Polecenie A: Ile dni od podpisania umowy przysługuje na zwrot internetu bez podania przyczyny według tekstu o sieci Plus GSM?
Polecenie B: Proszę wypisać bez zmian z tekstu o sieci Plus GSM fragment, który zaczyna się od słów zawierających „Doszedłem do wniosku, że” i kończy się na „treść mojej sprawy.”.

Tekst do przeczytania:

..............................

LTE PLUS GSM i jego nieuczciwe praktyki.

schodek
schodek
Witam.
Chciałbym się podzielić z Wami swoimi przejściami z siecią Plus GSM a dokładniej z ich nieuczciwymi praktykami
W dniu 15 stycznia 2015 roku zamówiłem internet LTE, popisałem umowę z dniem 20 stycznia. Od dnia podpisania umowy mam 14 dni na jego zwrócenie bez podania przyczyny. Internet chodził całkiem dobrze ale po wykorzystaniu limitu często zrywał się i niestety trzeba było restartować router.
Doszedłem do wniosku, że chce zrezygnować z tego dostawcy i przed upływem 14 dni wysłałem na bok@ oświadczenie o odstąpieniu od umowy. W mailu zwrotnym ( w umowie zapis, że można zrezygnować drogą elektroniczną) otrzymałem informacje jakie pliki zostały przeze mnie dołączone i treść mojej sprawy.

..............................

Prezentowane dane:
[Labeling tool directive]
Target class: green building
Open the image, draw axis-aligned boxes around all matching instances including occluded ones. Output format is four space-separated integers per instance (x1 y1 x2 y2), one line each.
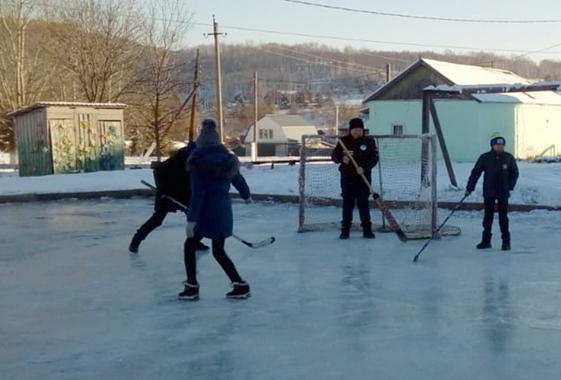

..............................

Rozwiązanie A: 14 dni.

Rozwiązanie B:
Doszedłem do wniosku, że chce zrezygnować z tego dostawcy i przed upływem 14 dni wysłałem na bok@ oświadczenie o odstąpieniu od umowy. W mailu zwrotnym ( w umowie zapis, że można zrezygnować drogą elektroniczną) otrzymałem informacje jakie pliki zostały przeze mnie dołączone i treść mojej sprawy.